### DOCUMENT:
○ ○ ○

Welcome to Web 2.0 - Please Wait While Your Page Loads, Part 2
This is the second in a two-part series exploring the current state of Web 2.0 and the need for better optimization in the age of Rich Internet Applications. Part 1 gives an extremely brief history of Internet development and takes stock of the current state of the World Wide Web, specifically in terms of various big-name and AJAX-enabled sites. It also discusses large download sizes inherent with Rich Internet Applications and their impact on end-user perceptions. Part 2 introduces various client-side optimization methods that every Web 2.0 developer should perform and every Web 2.0 client should expect from their Internet solutions partner, and explores these optimization methods in detail.
Current State of the Internet (Redux)
In part 1 of this post, the Congruent Media team examined some big-name websites and discovered some disconcerting results about their size and lack of optimization. By far the worst site in the data set was CNN.com (as measured the afternoon of July 23rd, 2008), which came in at a total size of 635 KB with 263 external items (images, cascading style sheets, and JavaScript files) encompassing nearly 97% of the total download. BBC News came in a close second with 503 KB total download size.
To recap:
| Web Site | Total Size (B) | # Objects | Broadband Speed (s) | Modem Speed (s) | Calculated Latency (s) | Images (B) | External JavaScripts (B) | External CSS (B) | Other External Objects (B) |
| BBC News | 515,274 | 151 | 32.93 | 132.89 | 30.20 | 294,490 | 77,101 | 60,742 | 0 |
| CNN | 670,327 | 264 | 56.35 | 186.40 | 52.80 | 232,935 | 273,020 | 144,300 | 0 |
A further investigation revealed that none of the external JavaScript files for the CNN site, including third-party libraries, were compressed!
In this Web 2.0 age of the Internet, first impressions count - users expect things to work quickly. Waiting around for 10 or 20 seconds for a page to download and work correctly is time that a web browser is likely to spend doing something else, like hitting the back button, returning to their Google search results, and trying the next site down - your competition.
Optimize, Baby!
What's a developer to do? Clearly, if a site is going to be dynamic and engaging, implementing various Web 2.0 techniques, a developer must be concerned with optimizing their code, including any dynamic server-side code that produces the web pages, SQL queries that pull the content, and especially the JavaScript libraries that power the site once it's been downloaded to a client's machine.
The first steps, of course, are to ensure that what's happening on the server side is up to par. This means that your development team has built a well-designed, normailzed database structure, complete with appropriate keys and indexes, found the major bottlenecks in server load time and ironed them out (to the extent humanly possible), and otherwise removed any unnecessary redundancy and poor code flow from your server-side code.

○ ○ ○

Records of labeled points
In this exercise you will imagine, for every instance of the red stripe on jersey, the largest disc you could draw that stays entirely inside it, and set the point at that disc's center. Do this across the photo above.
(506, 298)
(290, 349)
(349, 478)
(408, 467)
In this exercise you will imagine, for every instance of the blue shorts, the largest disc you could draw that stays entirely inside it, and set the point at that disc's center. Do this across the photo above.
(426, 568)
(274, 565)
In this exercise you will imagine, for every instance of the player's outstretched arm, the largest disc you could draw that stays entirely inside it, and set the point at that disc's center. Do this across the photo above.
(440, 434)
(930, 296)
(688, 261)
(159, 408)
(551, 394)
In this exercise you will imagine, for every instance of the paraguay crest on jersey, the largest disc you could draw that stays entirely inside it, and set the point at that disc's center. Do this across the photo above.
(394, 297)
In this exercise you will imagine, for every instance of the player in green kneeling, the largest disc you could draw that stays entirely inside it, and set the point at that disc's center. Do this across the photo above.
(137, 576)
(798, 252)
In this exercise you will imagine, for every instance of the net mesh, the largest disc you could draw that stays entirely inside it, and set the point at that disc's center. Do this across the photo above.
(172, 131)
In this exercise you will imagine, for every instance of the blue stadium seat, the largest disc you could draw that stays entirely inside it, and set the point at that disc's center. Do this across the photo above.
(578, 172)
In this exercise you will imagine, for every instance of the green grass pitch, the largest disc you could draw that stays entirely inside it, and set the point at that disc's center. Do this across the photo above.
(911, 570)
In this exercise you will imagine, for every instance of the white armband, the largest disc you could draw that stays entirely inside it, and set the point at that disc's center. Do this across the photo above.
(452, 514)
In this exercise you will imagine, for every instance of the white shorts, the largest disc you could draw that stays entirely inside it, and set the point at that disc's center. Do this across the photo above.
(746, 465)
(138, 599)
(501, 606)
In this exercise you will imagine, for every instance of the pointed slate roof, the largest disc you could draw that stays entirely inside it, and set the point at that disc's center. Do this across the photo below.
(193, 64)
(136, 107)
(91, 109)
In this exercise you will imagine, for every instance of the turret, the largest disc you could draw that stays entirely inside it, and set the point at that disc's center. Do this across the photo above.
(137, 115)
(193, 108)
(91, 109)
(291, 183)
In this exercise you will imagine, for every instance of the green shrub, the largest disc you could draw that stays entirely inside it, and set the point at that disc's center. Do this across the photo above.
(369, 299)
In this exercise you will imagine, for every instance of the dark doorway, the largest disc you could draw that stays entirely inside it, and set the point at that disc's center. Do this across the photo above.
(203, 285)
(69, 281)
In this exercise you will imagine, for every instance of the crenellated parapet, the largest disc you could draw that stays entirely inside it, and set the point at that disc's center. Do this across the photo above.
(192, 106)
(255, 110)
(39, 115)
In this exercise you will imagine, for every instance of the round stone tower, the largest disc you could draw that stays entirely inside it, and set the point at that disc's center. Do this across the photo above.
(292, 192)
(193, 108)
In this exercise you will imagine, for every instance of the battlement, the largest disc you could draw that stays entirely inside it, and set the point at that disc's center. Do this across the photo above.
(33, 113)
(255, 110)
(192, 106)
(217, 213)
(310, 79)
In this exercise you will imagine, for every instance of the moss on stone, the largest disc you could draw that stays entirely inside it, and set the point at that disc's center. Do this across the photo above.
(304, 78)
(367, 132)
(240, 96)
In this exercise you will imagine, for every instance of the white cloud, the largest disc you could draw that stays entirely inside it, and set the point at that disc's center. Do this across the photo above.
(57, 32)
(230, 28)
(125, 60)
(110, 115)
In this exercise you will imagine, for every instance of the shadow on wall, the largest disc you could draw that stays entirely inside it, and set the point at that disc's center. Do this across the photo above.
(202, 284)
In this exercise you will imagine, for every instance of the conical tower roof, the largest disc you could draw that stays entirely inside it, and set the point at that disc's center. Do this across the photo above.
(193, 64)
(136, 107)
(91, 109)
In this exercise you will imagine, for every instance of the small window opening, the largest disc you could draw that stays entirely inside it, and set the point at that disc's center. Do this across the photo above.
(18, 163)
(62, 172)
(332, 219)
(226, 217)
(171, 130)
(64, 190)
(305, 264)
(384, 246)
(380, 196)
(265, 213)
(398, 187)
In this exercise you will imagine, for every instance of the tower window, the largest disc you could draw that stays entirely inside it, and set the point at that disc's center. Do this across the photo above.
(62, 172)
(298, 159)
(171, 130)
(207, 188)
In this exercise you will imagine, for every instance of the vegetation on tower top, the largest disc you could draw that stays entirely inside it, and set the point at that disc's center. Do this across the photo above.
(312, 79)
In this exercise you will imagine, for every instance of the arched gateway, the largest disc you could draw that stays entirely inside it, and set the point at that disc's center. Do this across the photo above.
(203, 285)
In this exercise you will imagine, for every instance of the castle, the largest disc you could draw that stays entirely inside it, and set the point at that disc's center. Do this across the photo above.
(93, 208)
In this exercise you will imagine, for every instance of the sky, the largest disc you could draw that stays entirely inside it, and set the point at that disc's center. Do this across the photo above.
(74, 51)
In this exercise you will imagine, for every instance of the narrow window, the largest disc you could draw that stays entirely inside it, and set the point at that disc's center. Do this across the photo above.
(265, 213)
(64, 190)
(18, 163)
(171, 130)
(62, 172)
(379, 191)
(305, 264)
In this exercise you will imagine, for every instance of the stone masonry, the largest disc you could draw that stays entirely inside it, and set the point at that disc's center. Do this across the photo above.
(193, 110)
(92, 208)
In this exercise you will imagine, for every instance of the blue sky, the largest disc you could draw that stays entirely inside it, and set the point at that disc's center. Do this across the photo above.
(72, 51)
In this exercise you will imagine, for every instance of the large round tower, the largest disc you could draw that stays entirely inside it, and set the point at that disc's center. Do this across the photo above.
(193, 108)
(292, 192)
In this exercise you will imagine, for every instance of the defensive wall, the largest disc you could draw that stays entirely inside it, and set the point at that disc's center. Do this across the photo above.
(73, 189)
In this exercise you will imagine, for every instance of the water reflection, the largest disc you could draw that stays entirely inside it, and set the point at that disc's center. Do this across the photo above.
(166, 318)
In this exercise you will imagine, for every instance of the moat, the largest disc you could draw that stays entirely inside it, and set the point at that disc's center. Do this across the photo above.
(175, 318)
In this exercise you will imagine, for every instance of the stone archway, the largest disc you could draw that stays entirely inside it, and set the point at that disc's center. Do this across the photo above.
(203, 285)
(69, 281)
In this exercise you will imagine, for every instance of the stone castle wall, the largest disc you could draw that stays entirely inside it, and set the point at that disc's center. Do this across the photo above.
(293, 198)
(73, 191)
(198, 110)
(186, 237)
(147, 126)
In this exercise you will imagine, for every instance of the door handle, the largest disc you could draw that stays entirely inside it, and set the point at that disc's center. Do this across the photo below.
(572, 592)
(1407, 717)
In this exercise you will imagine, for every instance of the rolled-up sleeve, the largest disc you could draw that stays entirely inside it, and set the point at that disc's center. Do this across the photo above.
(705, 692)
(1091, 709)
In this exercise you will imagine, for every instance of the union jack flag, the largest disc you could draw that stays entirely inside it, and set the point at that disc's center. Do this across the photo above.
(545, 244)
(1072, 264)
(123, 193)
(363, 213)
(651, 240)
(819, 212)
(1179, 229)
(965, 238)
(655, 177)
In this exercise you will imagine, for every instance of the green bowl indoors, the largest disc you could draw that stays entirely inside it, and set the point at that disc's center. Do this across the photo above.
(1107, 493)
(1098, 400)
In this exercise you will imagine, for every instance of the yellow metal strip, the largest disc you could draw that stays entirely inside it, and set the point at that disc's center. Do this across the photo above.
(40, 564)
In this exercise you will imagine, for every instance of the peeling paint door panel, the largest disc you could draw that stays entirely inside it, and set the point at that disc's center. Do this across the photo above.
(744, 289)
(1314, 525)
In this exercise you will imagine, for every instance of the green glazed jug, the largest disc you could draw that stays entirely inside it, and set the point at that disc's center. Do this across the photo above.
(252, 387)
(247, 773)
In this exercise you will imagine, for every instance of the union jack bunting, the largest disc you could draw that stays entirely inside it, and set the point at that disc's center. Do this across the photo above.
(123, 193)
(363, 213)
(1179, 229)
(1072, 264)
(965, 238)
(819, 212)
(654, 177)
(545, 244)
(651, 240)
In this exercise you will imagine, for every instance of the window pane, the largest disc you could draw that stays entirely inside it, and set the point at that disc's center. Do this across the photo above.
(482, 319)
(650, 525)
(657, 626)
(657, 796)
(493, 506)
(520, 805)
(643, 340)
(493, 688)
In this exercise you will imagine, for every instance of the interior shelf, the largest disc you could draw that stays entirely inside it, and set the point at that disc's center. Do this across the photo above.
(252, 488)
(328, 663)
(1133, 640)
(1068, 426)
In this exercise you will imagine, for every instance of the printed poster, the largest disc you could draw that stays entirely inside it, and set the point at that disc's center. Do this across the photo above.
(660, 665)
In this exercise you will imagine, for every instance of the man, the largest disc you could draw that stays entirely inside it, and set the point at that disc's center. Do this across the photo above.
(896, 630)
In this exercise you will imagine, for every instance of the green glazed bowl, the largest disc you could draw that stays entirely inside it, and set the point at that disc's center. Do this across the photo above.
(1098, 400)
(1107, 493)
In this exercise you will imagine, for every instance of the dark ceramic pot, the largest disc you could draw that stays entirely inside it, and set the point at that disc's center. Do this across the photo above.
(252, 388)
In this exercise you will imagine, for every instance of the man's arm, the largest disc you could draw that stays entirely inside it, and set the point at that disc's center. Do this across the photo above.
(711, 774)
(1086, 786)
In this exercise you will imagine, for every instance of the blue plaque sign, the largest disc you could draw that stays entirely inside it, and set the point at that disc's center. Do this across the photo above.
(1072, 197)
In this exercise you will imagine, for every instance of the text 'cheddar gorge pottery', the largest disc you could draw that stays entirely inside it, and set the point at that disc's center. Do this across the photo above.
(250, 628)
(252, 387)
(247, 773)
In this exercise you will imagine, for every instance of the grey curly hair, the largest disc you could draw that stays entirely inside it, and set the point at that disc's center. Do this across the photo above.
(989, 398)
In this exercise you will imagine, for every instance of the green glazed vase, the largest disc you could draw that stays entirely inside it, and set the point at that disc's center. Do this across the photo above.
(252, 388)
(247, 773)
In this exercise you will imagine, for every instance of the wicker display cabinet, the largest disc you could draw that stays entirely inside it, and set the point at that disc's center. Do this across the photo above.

○ ○ ○

### JOBS:
(a) According to the Web 2.0 post, when was CNN.com measured?
(b) What kinds of external items does the Web 2.0 post list in its count of CNN.com's 263 items?
(c) Duplicate the part of the Web 2.0 post that opens with the words containing "In this Web" and closes with "a client's machine.".

### WRITTEN RESPONSES:
(a) The afternoon of July 23rd, 2008.

(b) Images, cascading style sheets, and JavaScript files.

(c)
In this Web 2.0 age of the Internet, first impressions count - users expect things to work quickly. Waiting around for 10 or 20 seconds for a page to download and work correctly is time that a web browser is likely to spend doing something else, like hitting the back button, returning to their Google search results, and trying the next site down - your competition.
Optimize, Baby!
What's a developer to do? Clearly, if a site is going to be dynamic and engaging, implementing various Web 2.0 techniques, a developer must be concerned with optimizing their code, including any dynamic server-side code that produces the web pages, SQL queries that pull the content, and especially the JavaScript libraries that power the site once it's been downloaded to a client's machine.